Records supplied -

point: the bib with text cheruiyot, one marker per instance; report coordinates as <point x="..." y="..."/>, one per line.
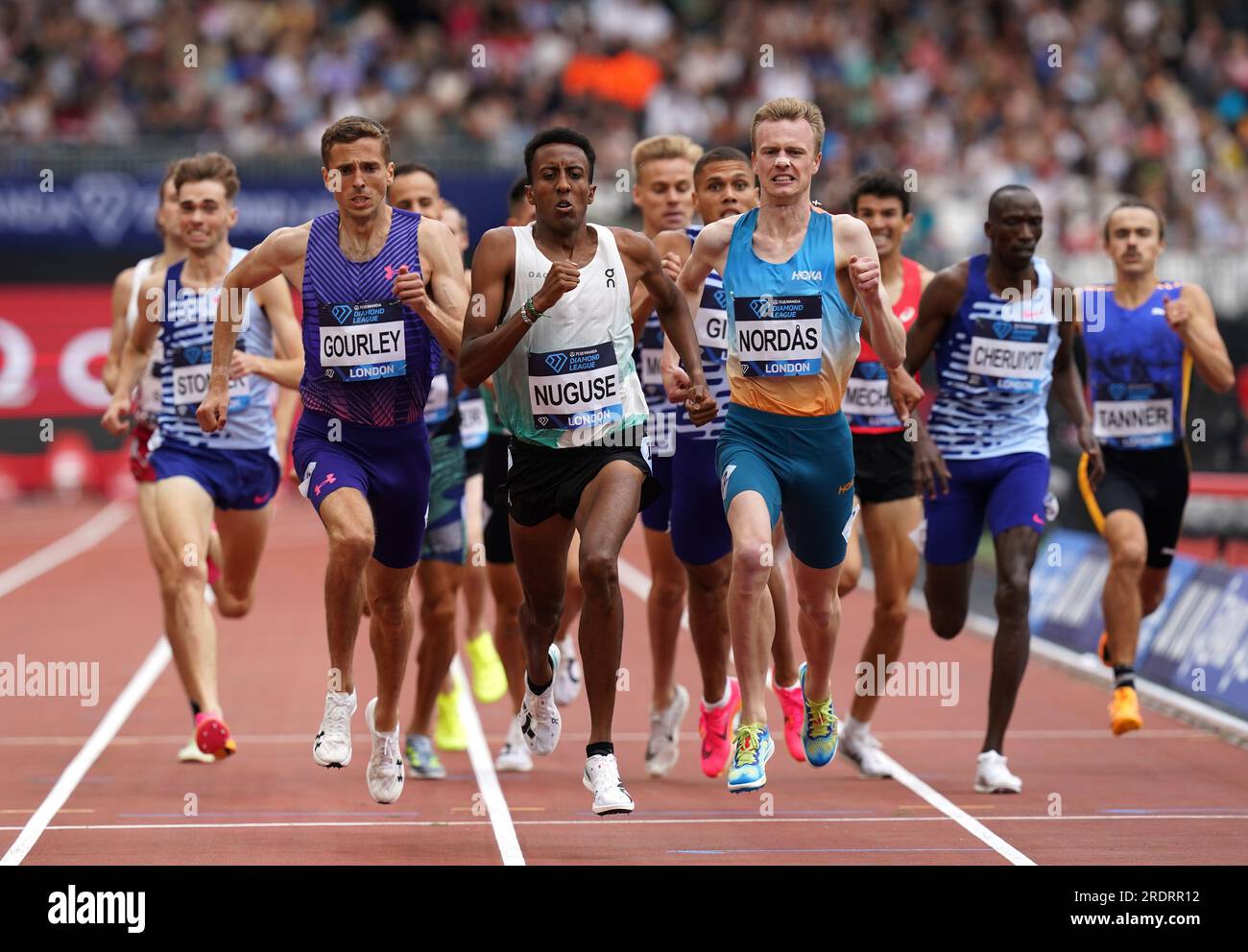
<point x="362" y="341"/>
<point x="780" y="336"/>
<point x="1135" y="416"/>
<point x="574" y="388"/>
<point x="192" y="369"/>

Work to complete -
Drop every picture and repeat the rest of the entries exactly.

Finished exercise -
point: the bib with text cheruiyot, one marker per instance; report coordinates as <point x="..." y="..."/>, one per line.
<point x="362" y="341"/>
<point x="780" y="336"/>
<point x="1135" y="416"/>
<point x="574" y="388"/>
<point x="192" y="369"/>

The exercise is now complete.